**Extract**
____________

South Africa’s Minister of Trade and Industry, Alec Erwin, has been tipped by an influential American journal as the favourite candidate for the director general’s post at the World Trade Organisation (WTO), which becomes vacant in September 2005.
Erwin’s ministry has poured cold water on the speculation. Nevertheless, conjecture is rife in parliamentary circles that Erwin may ultimately be replaced as trade and industry minister by Minerals and Energy Minister Phumzile Mlambo-Ngcuka.
But President Thabo Mbeki may only do this nearer the time that Erwin moves to a new post, rather than immediately after the coming national election in South Africa, expected no later than April.
The current WTO director general is Thailand’s Supachai Panitchnakdi who is expected to retire from the post after his three-year term next year. Significantly, Supachai was elected director general three years before taking office in September 2002 for a three-year term.
A spokesperson for the Department of Trade and Industry, Pamela Moeng, said she had received a response from the minister’s office “indicating that he has not been contacted and this was not true”.
But the authoritative journal Foreign Affairs, published by the Council for Foreign Relations — a non-profit and non-partisan membership organisation which its website described as “dedicated to improving the understanding of United States foreign policy and international affairs through the free exchange of ideas” — describes Erwin as “a favourite to become the next director general of the WTO”.

____________

**Entries**
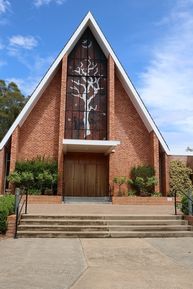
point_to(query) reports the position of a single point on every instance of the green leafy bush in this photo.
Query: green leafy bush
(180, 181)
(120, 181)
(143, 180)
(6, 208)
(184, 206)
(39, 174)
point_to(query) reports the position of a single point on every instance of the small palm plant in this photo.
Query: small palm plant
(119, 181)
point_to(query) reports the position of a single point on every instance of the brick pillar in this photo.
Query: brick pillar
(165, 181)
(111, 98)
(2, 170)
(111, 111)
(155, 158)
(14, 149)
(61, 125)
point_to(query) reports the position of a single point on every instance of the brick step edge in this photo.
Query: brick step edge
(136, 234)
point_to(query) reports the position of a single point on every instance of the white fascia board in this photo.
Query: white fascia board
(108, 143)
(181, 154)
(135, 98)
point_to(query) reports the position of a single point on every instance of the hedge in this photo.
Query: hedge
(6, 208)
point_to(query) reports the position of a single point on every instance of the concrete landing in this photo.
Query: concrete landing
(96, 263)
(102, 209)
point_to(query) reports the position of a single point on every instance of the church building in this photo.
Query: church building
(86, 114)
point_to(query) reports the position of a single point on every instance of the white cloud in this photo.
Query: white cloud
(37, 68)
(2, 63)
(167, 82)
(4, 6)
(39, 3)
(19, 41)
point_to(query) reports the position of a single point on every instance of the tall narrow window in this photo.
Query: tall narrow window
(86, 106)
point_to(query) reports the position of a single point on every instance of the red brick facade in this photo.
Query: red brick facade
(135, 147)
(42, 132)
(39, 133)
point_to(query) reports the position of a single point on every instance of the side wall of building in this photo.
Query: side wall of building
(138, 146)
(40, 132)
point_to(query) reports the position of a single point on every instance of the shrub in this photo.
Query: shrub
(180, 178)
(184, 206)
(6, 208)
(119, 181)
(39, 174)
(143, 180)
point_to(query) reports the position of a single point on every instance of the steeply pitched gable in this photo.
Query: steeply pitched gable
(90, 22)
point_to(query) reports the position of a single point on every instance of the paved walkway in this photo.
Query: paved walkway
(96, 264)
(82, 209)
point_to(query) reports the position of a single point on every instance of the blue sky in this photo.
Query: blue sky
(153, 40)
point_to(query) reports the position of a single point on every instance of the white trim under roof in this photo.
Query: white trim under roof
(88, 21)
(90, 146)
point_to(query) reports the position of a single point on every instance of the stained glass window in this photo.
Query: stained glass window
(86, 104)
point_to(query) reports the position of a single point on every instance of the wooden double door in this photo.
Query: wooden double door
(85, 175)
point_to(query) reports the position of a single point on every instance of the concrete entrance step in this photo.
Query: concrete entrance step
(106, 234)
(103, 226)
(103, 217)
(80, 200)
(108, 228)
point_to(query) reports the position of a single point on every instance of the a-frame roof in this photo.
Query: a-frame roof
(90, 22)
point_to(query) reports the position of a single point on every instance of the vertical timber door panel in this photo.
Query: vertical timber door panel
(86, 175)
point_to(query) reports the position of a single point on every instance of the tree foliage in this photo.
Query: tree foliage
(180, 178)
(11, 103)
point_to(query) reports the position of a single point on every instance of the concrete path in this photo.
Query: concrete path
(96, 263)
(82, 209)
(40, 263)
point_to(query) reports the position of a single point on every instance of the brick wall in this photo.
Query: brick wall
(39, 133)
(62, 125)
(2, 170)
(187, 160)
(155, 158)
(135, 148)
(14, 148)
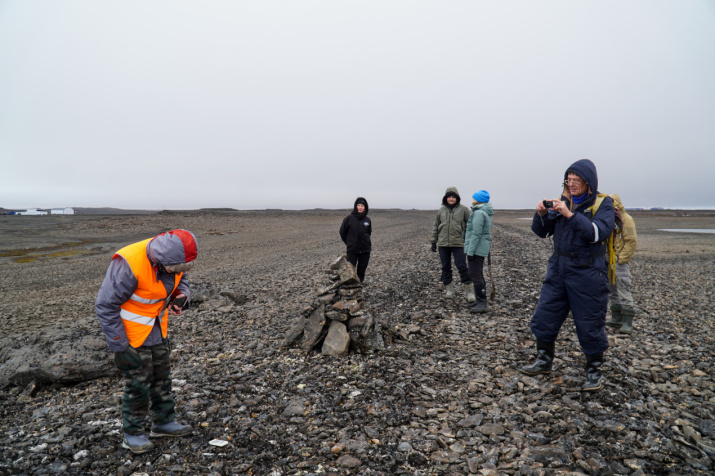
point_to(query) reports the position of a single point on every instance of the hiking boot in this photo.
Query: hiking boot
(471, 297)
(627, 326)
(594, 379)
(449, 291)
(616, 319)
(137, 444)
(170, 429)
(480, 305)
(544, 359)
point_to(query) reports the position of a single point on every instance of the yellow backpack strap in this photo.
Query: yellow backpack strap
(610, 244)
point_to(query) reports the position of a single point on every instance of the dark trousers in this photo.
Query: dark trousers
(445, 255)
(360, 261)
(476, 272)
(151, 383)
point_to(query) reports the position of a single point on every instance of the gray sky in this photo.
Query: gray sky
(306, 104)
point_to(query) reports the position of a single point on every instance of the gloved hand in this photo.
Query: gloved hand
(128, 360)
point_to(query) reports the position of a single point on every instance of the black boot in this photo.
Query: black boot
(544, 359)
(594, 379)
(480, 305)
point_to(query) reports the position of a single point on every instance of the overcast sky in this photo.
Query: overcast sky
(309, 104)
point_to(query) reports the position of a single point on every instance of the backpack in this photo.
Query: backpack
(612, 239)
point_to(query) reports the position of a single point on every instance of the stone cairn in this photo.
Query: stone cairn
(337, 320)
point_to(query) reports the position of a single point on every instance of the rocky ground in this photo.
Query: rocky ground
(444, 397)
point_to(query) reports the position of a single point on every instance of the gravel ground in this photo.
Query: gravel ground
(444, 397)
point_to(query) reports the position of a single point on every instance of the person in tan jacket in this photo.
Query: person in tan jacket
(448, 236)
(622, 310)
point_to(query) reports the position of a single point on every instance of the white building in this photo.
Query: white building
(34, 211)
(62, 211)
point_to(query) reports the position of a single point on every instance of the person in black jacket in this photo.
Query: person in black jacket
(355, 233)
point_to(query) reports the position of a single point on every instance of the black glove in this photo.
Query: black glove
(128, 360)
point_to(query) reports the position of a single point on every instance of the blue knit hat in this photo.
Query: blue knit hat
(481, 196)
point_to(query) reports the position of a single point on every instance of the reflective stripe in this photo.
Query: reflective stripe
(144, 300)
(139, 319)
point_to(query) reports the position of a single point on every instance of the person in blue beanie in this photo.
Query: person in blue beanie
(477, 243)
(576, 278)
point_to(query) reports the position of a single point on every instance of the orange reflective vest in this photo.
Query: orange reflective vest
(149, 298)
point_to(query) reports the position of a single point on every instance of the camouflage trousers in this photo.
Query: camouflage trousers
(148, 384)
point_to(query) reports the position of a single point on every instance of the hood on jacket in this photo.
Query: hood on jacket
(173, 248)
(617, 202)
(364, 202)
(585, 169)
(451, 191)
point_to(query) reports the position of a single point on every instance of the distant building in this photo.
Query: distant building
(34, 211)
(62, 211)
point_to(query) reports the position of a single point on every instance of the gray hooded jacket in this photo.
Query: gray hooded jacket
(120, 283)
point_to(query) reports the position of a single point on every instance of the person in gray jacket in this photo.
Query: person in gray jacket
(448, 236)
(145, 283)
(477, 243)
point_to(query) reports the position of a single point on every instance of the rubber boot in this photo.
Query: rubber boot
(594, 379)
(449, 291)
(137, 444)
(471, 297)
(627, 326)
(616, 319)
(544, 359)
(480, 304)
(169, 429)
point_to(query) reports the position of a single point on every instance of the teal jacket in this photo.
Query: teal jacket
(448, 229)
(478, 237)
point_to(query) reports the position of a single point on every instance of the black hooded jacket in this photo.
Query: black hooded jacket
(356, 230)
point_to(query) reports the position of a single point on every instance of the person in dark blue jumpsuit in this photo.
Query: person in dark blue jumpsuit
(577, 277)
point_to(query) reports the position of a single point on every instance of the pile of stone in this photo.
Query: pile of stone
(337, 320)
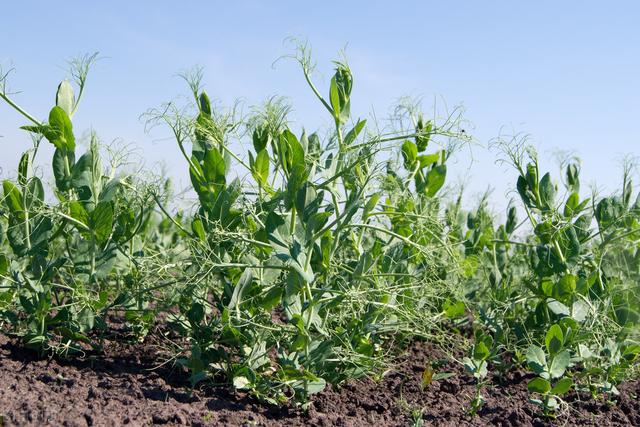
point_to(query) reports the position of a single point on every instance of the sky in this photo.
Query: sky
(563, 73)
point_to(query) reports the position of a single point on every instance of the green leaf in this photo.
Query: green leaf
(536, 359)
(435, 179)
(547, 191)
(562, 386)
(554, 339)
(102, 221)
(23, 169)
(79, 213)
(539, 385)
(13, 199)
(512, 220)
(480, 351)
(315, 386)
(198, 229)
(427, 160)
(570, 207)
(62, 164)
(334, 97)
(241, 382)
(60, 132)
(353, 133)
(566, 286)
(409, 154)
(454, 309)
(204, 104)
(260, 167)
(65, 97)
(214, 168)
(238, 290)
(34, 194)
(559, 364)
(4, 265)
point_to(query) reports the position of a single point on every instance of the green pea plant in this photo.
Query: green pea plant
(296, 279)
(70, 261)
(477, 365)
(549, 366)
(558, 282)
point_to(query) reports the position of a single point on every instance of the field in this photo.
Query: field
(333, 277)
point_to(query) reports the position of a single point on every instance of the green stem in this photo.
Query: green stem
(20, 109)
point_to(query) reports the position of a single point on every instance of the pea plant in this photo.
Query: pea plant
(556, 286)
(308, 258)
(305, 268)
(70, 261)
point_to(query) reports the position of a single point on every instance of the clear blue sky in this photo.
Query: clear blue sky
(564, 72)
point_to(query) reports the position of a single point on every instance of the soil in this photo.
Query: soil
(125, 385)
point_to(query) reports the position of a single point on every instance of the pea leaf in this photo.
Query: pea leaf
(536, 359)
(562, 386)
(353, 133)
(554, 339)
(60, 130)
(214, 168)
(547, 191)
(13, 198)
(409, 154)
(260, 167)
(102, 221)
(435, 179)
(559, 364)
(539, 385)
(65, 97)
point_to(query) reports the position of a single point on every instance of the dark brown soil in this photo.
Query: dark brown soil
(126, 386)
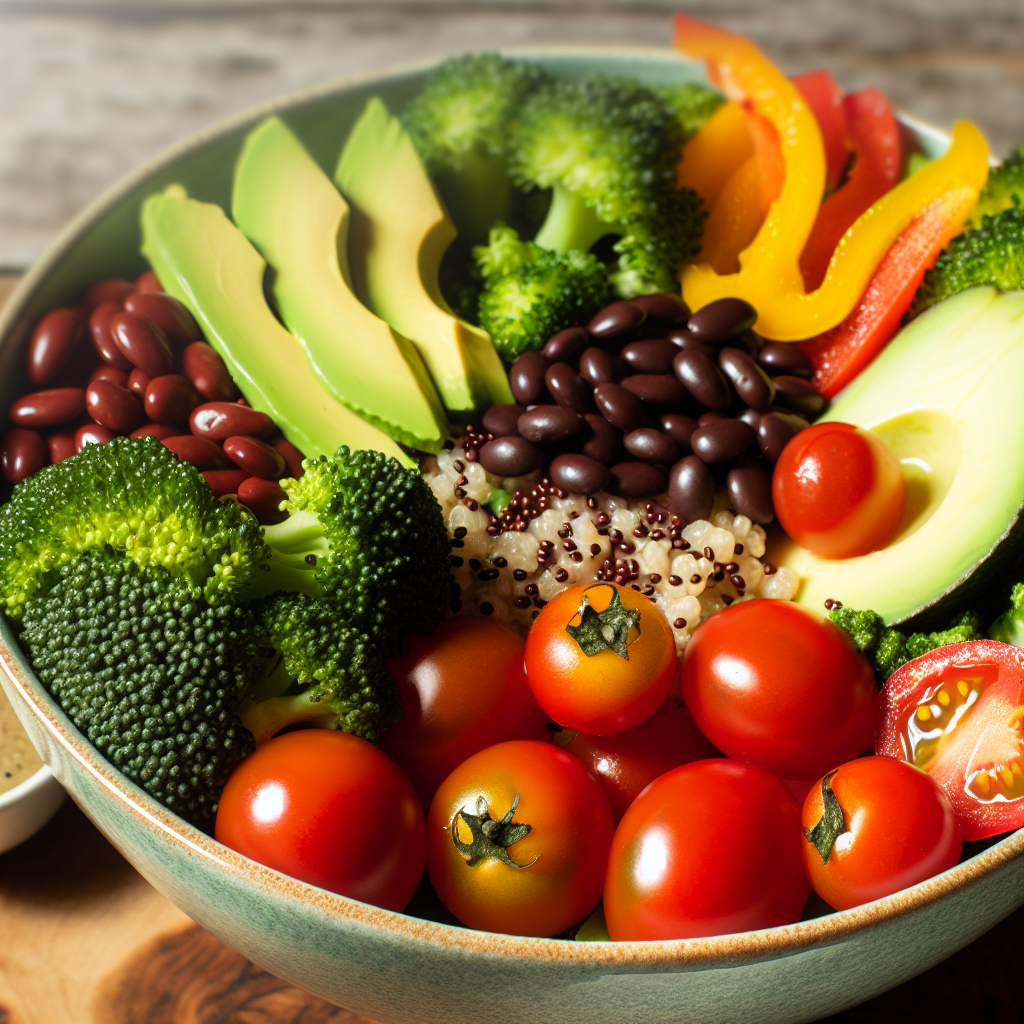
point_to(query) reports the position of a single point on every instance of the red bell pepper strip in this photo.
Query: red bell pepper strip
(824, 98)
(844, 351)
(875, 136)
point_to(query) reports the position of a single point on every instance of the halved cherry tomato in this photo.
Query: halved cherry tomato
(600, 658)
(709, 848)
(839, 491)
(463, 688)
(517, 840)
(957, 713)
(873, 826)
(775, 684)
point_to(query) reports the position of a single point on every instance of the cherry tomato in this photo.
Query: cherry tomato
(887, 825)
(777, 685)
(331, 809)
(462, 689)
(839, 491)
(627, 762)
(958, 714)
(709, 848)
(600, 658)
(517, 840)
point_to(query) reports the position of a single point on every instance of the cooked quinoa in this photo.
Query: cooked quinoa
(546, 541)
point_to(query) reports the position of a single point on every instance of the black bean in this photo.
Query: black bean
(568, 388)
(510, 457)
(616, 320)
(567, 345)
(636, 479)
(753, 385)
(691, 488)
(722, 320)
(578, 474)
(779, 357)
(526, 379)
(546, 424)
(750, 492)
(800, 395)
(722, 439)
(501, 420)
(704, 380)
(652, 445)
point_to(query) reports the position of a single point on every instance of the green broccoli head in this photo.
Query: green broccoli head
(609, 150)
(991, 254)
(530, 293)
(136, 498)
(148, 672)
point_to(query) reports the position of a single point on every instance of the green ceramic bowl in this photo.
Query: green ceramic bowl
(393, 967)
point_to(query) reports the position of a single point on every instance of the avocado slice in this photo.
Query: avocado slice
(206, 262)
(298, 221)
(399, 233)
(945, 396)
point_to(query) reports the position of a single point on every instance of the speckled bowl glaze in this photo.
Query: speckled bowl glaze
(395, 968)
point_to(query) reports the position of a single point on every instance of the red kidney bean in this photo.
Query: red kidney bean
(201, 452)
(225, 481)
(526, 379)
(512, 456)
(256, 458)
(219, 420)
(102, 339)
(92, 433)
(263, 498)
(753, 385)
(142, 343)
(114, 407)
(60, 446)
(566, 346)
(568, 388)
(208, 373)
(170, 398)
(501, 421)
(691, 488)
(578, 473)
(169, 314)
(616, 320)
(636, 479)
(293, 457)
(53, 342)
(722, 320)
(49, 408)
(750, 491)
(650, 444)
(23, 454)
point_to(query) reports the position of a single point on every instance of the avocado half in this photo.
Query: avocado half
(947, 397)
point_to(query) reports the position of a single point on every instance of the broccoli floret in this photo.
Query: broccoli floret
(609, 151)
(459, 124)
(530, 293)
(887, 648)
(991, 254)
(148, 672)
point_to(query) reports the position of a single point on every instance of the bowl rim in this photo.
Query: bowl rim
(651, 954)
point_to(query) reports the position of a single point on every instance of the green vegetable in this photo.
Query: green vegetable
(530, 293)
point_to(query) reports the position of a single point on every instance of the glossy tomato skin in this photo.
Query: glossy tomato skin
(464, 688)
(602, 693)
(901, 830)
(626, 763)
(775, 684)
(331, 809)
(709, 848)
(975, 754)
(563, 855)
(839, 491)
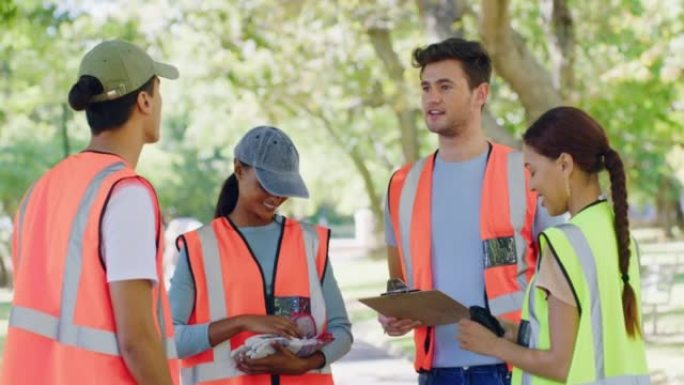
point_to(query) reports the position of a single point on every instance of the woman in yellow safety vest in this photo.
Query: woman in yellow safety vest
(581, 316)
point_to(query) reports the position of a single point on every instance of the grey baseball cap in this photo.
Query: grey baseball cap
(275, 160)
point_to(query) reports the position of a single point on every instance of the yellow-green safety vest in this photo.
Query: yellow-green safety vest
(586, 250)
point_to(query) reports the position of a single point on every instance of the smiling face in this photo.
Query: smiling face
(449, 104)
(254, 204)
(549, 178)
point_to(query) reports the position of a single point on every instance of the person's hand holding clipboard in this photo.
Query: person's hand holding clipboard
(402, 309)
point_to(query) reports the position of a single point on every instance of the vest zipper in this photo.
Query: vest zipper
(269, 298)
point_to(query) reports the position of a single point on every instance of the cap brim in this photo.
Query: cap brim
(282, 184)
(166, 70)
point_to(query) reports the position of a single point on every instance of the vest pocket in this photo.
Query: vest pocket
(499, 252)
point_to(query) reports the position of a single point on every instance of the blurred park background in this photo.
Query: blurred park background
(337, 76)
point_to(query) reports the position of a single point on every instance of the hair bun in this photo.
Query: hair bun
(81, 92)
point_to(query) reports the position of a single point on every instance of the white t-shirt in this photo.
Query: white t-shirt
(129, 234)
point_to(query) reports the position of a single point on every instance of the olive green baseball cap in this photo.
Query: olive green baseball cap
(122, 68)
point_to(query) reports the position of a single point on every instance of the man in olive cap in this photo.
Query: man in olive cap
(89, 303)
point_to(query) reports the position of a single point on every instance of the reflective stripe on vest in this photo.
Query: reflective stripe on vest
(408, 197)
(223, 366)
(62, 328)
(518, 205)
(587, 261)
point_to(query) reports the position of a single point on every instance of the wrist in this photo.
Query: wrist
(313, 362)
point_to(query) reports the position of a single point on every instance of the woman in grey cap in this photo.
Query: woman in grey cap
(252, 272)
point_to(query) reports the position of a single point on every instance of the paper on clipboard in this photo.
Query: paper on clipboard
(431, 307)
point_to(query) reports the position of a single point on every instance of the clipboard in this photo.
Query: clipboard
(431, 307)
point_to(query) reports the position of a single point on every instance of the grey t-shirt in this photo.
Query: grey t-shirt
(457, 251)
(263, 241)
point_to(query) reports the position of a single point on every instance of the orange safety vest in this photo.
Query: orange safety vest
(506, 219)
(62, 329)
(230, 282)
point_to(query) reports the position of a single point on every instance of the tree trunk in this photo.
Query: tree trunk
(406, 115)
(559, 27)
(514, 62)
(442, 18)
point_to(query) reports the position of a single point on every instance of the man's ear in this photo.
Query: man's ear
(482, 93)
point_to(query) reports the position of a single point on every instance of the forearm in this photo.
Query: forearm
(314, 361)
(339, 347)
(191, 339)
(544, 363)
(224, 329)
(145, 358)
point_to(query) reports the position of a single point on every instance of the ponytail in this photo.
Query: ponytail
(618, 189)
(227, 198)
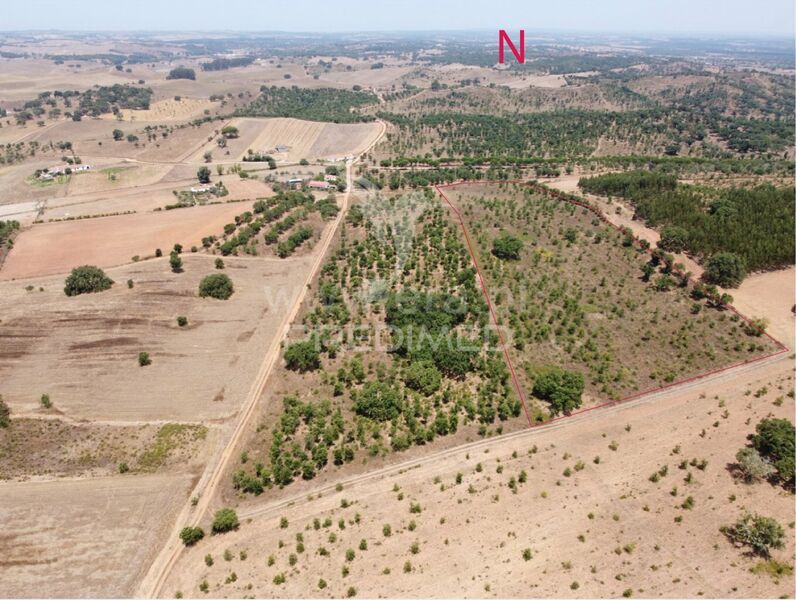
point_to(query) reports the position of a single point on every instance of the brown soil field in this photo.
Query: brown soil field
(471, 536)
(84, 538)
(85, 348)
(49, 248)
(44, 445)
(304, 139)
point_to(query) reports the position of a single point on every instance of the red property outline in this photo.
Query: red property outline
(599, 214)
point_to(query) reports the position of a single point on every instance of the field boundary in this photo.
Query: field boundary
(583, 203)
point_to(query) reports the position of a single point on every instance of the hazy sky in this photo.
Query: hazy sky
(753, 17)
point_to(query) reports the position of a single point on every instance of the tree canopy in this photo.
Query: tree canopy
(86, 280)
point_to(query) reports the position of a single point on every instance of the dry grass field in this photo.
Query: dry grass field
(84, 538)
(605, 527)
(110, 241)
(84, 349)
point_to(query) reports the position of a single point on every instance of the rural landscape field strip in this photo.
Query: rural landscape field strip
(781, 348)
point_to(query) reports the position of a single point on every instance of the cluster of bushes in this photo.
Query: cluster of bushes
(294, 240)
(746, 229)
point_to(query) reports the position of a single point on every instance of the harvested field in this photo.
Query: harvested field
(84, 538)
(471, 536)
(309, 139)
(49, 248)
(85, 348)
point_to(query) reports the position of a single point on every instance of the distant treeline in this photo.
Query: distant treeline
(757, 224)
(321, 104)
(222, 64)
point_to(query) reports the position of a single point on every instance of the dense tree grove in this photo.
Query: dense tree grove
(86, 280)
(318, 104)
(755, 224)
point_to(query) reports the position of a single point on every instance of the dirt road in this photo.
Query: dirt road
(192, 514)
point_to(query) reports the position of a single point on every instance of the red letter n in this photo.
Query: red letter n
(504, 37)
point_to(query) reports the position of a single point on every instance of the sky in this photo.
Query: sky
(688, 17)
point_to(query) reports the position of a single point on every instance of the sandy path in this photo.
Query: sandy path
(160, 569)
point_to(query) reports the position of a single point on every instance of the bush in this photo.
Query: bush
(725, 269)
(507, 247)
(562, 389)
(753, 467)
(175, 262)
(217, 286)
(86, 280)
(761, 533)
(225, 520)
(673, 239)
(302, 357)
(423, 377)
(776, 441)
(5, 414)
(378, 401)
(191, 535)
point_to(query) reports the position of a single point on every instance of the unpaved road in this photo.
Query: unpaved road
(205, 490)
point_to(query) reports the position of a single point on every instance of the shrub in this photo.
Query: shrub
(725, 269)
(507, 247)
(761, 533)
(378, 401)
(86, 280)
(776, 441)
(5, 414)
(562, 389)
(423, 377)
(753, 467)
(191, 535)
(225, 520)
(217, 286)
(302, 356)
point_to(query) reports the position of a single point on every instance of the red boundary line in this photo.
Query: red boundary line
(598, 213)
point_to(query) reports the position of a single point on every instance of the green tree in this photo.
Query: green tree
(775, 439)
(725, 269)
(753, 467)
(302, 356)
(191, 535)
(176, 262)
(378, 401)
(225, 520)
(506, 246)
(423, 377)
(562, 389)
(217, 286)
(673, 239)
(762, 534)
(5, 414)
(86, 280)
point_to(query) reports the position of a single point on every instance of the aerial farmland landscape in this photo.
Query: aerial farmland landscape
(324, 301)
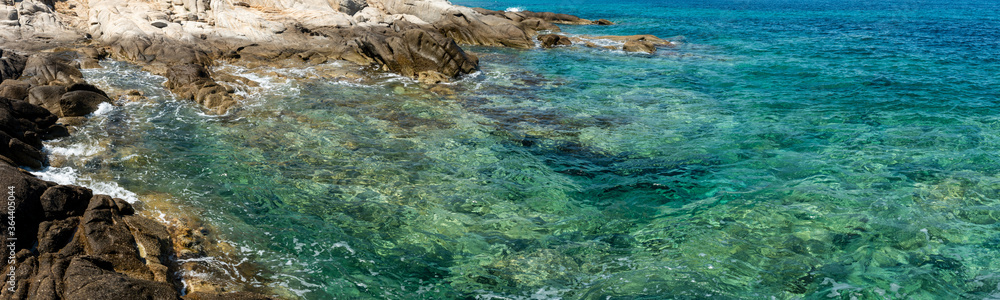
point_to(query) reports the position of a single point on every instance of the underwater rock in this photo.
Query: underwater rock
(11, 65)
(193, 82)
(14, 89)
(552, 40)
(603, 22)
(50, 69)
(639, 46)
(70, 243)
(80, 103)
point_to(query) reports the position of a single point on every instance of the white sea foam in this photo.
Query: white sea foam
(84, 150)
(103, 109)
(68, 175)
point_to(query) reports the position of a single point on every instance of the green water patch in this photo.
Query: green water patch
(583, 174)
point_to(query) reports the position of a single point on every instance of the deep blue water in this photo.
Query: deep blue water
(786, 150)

____________

**Problem description**
Reproduce the article on Alec Erwin and the WTO director general's post verbatim, in full, from the first word to the last.

**Written response**
South Africa’s Minister of Trade and Industry, Alec Erwin, has been tipped by an influential American journal as the favourite candidate for the director general’s post at the World Trade Organisation (WTO), which becomes vacant in September 2005.
Erwin’s ministry has poured cold water on the speculation. Nevertheless, conjecture is rife in parliamentary circles that Erwin may ultimately be replaced as trade and industry minister by Minerals and Energy Minister Phumzile Mlambo-Ngcuka.
But President Thabo Mbeki may only do this nearer the time that Erwin moves to a new post, rather than immediately after the coming national election in South Africa, expected no later than April.
The current WTO director general is Thailand’s Supachai Panitchnakdi who is expected to retire from the post after his three-year term next year. Significantly, Supachai was elected director general three years before taking office in September 2002 for a three-year term.
A spokesperson for the Department of Trade and Industry, Pamela Moeng, said she had received a response from the minister’s office “indicating that he has not been contacted and this was not true”.
But the authoritative journal Foreign Affairs, published by the Council for Foreign Relations — a non-profit and non-partisan membership organisation which its website described as “dedicated to improving the understanding of United States foreign policy and international affairs through the free exchange of ideas” — describes Erwin as “a favourite to become the next director general of the WTO”.